Exercise instructions:
• 1. In the piece on the Odyssey below, shorten the paragraph that begins "As he spoke Zeus" while keeping its main facts.
• 2. Write what comes next in the piece on the Odyssey below, starting after its final sentence.

That was enough to send me back to reading the Odyssey and I think the following passage that depicts Halitherses’  “preaching” worth quoting in full. I conclude with another in which Louden shows us that the message of the return of the king to his kingdom in the Odyssey is in a sense called “good news”, a word very similar to “gospel”.

In Book 2 of the Odyssey the son of Odysseus calls an assembly of nobles and begins to berate them for outwearing their welcome at his palace in his father’s absence.

As he spoke Zeus, who is said to speak from heaven to those afar off on earth, sent down two eagles from Mount Olympus as a sign to all. At this point an elderly prophet, one who surpassed all others with his gift, Halitherses (a name that means Sea-Bold), stood up and explained what this omen meant in a prophecy.

The passage is interesting for the echoes we hear of the message of John the Baptist at the outset of the Jesus story. I’ve hinted at a few in the preceding paragraph. There is also the message that the king is about to return — very soon — and bring judgment with him. One cannot imagine a starker contrast to the image of a dove, however, than two eagles coming down and threatening death to all the onlookers. Transvaluation?

So spoke Telemachus, and in answer Zeus, whose voice is borne afar, sent forth two eagles, flying from on high, from a mountain peak. For a time they flew swift as the blasts of the wind side by side with wings outspread; but when they reached the middle of the many-voiced assembly, then they wheeled about, flapping their wings rapidly, and down on the heads of all they looked, and death was in their glare. Then they tore with their talons one another’s cheeks and necks on either side, and darted away to the right across the houses and the city of the men.

But they were seized with wonder at the birds when their eyes beheld them, and pondered in their hearts on what was to come to pass.

Then among them spoke the old lord Halitherses, son of Mastor, for he surpassed all men of his day in knowledge of birds and in uttering words of fate. He with good intent addressed their assembly, and spoke among them:

“Hearken now to me, men of Ithaca, to the word that I shall say; and to the wooers especially do I declare and announce these things, since on them a great woe is rolling. For Odysseus shall not long be away from his friends, but even now, methinks, he is near, and is sowing death and fate for these men, one and all. Aye, and to many others of us also who dwell in clear-seen Ithaca will he be a bane. But long ere that let us take thought how we may make an end of this—or rather let them of themselves make an end, for this is straightway the better course for them. Not as one untried do I prophesy, but with sure knowledge. For unto Odysseus I declare that all things are fulfilled even as I told him, when the Argives embarked for Ilios and with them went Odysseus of many wiles. I declared that after suffering many ills and losing all his comrades he would come home in the twentieth year unknown to all; and lo, all this is now being brought to pass.

Data records:
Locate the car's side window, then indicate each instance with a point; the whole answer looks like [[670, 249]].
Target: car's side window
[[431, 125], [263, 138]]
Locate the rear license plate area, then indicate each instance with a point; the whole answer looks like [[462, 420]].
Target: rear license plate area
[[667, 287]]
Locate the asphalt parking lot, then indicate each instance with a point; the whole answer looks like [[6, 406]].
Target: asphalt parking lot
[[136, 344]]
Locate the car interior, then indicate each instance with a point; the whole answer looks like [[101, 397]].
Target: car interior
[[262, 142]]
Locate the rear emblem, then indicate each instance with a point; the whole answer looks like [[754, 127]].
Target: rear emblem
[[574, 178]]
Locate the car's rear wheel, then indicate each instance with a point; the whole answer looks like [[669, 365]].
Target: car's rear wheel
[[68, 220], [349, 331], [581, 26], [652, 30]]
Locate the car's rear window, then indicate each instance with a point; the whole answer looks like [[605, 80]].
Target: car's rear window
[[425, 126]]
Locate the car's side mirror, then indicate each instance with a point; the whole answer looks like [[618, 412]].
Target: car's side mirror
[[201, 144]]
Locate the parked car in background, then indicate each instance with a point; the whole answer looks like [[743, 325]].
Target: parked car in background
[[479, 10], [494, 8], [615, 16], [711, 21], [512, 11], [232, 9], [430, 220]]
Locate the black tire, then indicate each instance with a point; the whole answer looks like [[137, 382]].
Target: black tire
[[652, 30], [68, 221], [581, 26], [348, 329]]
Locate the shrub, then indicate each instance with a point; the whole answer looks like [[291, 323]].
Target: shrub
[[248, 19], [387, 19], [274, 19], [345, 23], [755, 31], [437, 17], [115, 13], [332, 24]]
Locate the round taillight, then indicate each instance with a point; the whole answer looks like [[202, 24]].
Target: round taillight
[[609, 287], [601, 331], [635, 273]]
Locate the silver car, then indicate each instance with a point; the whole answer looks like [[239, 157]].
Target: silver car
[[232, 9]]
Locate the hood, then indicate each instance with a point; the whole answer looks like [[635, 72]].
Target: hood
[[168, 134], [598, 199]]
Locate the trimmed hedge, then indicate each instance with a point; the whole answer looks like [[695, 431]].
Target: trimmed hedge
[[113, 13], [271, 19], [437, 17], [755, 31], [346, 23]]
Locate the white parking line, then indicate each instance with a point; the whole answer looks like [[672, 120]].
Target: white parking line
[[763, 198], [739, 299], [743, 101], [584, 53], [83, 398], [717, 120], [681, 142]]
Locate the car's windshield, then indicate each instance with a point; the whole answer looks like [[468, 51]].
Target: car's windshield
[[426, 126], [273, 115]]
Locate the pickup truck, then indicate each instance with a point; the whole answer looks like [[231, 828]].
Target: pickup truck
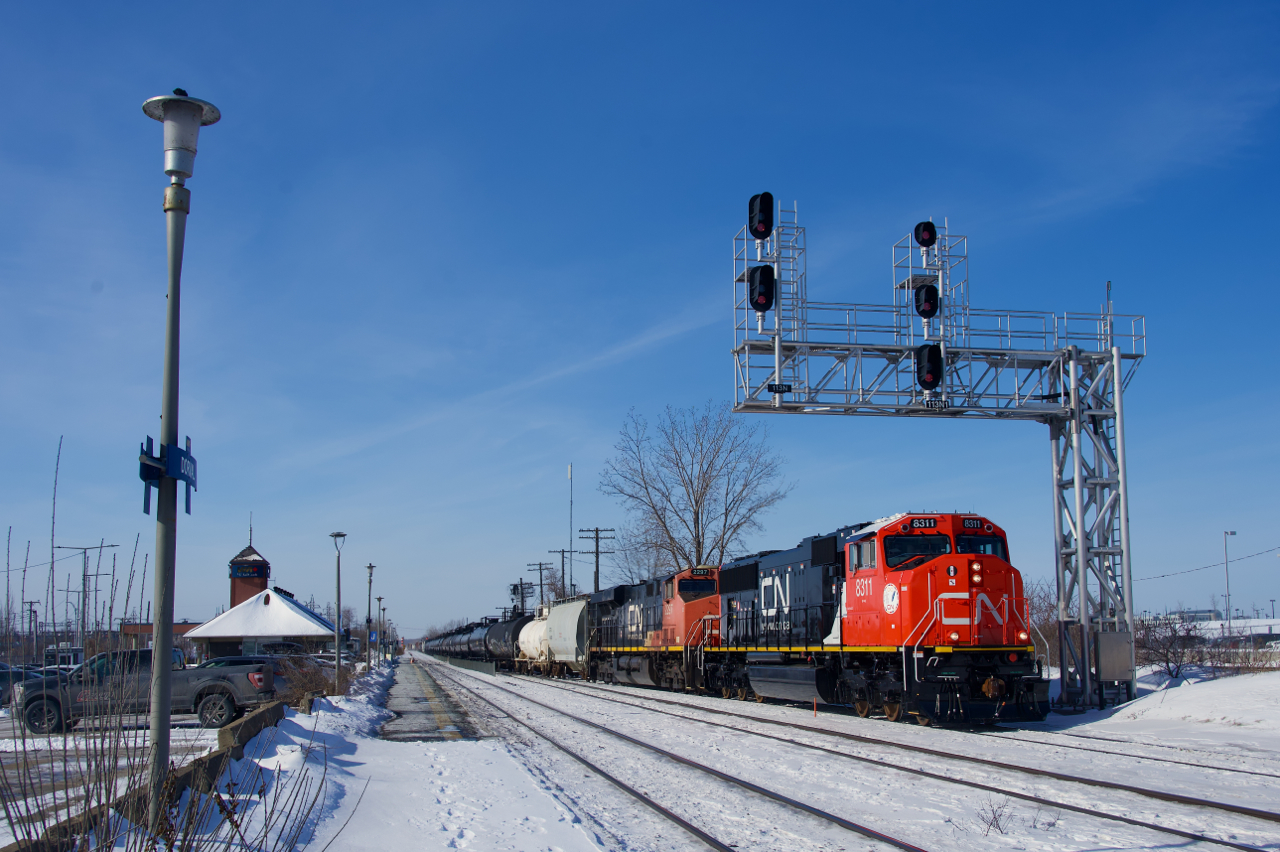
[[117, 683]]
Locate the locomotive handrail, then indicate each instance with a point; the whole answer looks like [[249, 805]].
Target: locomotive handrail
[[933, 617]]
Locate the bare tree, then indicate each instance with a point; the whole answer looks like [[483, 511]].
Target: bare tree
[[694, 485]]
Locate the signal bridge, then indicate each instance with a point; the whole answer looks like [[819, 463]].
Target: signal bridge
[[929, 353]]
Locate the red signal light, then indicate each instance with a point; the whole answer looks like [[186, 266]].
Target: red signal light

Results of the tasks:
• 1. While the son of Odysseus was speaking, Zeus sent two eagles down from Mount Olympus as a sign to everyone. An old prophet named Halitherses, whose name means Sea-Bold and whose gift was greater than anyone else's, then stood up and explained the omen in a prophecy.

• 2.
This return of the king to his kingdom is later prophesied again by the king Odysseus while he is still unrecognized. Bruce Louden (Homer’s Odyssey and the Near East, p. 270) points out that after doing so he asks for a “reward for this good news”, euangelion, ευαγγέλιον, which is a word very similar to the word for “gospel” in the New Testament. Louden writes:

In the Odyssey, as in some respects in the gospels, the good news is the return of the king to his kingdom.

The disguised Odysseus is speaking in the opening paragraph:

Odysseus shall return. And let me have a reward for bearing good tidings (ευαγγέλιον), as soon as he shall come, and reach his home; clothe me in a cloak and tunic, goodly raiment. . . . . verily all these things shall be brought to pass even as I tell thee. In the course of this self-same day Odysseus shall come hither, as the old moon wanes, and the new appears. He shall return, and take vengeance on all those who here dishonor his wife and his glorious son.”

To him then, swineherd Eumaeus, didst thou make answer, and say: “Old man, neither shall I, meseems, pay thee this reward for bearing good tidings (ευαγγέλιον) . . . .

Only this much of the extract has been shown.